DIRECTIONS FOR THIS TASK: Please return each line of the data below that contains the string "cabinet". Case matters.
··· RECORDS FOR THE EXERCISE ···
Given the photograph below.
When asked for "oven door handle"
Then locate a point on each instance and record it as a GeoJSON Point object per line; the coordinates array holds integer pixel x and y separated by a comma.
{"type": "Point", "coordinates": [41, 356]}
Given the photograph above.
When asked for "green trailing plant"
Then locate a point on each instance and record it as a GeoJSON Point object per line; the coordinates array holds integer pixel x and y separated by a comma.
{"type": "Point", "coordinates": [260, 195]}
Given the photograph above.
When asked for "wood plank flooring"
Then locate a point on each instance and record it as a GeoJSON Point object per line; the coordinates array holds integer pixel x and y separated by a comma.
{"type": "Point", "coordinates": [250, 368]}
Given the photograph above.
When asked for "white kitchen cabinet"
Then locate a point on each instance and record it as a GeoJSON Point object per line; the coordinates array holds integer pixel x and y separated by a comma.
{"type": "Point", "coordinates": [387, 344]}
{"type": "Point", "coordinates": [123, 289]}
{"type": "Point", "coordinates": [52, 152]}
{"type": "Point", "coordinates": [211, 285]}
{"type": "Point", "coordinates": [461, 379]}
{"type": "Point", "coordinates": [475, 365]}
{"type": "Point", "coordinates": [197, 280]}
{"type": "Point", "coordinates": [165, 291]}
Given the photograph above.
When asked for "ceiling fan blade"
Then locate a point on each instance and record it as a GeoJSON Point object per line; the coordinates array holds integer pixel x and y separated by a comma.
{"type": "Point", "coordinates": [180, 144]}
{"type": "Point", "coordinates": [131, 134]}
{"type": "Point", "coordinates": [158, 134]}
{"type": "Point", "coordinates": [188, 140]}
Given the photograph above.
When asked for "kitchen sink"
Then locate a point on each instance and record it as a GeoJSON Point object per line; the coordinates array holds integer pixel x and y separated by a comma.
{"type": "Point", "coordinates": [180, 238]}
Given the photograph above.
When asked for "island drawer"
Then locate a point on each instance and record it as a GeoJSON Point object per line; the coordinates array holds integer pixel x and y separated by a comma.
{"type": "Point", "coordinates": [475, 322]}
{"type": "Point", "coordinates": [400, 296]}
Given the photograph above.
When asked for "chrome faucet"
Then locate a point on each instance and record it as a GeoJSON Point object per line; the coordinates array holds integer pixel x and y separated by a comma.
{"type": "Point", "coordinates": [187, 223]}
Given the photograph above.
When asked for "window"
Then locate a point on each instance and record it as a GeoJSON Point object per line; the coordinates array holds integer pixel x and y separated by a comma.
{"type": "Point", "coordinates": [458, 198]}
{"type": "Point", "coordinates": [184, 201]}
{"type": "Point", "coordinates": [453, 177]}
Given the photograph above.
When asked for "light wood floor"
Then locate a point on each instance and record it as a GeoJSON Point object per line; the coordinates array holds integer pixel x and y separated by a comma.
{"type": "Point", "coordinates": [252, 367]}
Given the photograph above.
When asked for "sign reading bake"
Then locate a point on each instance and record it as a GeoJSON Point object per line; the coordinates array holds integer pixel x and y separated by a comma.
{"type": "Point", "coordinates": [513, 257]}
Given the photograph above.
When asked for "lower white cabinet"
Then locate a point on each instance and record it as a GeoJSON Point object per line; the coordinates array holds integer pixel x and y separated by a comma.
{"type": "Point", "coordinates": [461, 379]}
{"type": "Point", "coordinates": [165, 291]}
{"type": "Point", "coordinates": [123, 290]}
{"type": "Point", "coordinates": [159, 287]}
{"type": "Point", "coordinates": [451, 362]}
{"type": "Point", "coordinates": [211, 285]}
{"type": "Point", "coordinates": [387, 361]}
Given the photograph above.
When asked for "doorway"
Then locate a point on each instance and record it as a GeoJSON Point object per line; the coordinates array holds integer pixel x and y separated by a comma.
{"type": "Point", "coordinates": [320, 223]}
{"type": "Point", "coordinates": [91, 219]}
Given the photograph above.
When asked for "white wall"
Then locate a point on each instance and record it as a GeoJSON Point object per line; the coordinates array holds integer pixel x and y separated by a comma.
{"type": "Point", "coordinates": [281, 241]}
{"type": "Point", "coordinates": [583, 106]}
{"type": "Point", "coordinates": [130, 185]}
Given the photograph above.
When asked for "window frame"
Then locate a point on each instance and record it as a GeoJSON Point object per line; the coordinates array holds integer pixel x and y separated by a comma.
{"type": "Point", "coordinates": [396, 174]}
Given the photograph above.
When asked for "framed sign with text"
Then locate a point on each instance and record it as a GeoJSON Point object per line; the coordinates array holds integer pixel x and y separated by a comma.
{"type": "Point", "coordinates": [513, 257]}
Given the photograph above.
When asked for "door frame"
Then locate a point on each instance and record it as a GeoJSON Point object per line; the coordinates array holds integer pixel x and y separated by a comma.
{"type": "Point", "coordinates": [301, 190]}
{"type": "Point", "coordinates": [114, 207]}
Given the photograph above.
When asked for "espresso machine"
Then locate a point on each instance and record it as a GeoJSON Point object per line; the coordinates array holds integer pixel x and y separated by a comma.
···
RESULT:
When asked for "white kitchen cabinet"
When asked for "lower white cabinet"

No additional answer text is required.